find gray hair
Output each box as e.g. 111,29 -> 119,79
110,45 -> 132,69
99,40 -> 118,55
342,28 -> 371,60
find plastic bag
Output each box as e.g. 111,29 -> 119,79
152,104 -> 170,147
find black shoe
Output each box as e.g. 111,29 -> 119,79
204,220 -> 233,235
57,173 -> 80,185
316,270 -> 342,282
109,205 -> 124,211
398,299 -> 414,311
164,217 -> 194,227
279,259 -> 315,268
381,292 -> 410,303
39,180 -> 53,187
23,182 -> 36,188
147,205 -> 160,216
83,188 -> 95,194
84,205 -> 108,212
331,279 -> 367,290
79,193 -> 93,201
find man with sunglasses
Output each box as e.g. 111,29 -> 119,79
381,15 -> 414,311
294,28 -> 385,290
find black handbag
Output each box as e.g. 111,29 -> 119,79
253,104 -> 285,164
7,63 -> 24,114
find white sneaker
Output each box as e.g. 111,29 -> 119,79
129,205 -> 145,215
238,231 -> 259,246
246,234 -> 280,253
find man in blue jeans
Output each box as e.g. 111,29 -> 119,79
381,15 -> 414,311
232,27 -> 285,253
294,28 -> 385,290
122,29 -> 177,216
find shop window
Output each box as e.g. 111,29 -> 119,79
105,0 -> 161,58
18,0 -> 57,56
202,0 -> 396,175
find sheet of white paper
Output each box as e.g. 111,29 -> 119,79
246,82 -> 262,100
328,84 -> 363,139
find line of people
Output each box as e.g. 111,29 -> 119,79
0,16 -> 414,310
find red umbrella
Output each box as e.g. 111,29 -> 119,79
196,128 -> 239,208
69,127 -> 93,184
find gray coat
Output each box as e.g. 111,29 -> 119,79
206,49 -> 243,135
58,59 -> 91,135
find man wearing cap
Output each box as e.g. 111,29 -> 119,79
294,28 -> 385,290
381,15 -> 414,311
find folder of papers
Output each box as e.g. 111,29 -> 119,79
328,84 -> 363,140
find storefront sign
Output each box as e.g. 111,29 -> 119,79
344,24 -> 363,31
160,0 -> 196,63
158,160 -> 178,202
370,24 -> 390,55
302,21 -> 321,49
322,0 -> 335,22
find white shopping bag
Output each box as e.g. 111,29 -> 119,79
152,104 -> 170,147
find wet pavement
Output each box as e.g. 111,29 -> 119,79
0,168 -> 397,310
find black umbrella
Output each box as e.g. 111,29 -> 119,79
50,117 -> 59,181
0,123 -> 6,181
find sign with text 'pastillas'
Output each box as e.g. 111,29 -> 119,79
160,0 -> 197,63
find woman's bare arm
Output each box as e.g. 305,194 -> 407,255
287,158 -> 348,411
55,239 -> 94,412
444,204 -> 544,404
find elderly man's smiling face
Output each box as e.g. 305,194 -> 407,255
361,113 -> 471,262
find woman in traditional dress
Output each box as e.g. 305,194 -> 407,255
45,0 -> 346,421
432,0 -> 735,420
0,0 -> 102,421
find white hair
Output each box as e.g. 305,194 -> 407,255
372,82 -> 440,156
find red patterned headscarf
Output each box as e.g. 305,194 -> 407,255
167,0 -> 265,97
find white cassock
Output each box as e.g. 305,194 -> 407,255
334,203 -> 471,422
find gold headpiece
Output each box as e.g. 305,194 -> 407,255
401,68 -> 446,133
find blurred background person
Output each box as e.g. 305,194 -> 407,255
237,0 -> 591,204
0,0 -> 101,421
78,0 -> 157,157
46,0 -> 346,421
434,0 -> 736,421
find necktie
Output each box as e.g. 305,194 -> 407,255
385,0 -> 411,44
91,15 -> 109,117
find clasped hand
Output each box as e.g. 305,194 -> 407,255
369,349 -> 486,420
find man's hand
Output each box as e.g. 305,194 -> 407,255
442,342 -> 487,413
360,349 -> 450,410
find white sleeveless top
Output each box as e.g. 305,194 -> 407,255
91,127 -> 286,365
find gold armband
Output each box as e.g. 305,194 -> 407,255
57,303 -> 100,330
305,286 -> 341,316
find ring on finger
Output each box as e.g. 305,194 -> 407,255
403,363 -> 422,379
--------------------------------
* **Requirements**
Could you give again the part of the material that opens with the line containing "find white hair" and closes with the line containing "91,127 -> 286,365", switching "necktie" to "bow tie" and leaving everything else unchanged?

* **Reply to the task**
find white hair
Output each box as e.g. 305,194 -> 407,255
372,82 -> 440,156
find red patterned headscarf
Output each box as e.g. 305,194 -> 407,255
167,0 -> 265,97
find white cassock
Output each box as e.g. 305,194 -> 407,255
334,203 -> 471,422
find gold headpiece
Output each box as e.g. 305,194 -> 407,255
401,68 -> 446,133
find blurred background person
Output each box as e.g. 305,194 -> 407,255
237,0 -> 591,204
0,0 -> 101,421
78,0 -> 157,157
46,0 -> 346,421
434,0 -> 736,421
find bow tie
Output each box as e.g. 305,194 -> 407,255
385,0 -> 411,44
91,15 -> 109,117
find clasped hand
Output each box as e.g. 305,194 -> 407,255
369,349 -> 486,420
find man's hand
Output each box as e.g. 305,194 -> 407,255
442,342 -> 487,413
360,349 -> 450,410
find white sleeveless top
Output each box as e.g. 305,194 -> 407,255
91,127 -> 286,365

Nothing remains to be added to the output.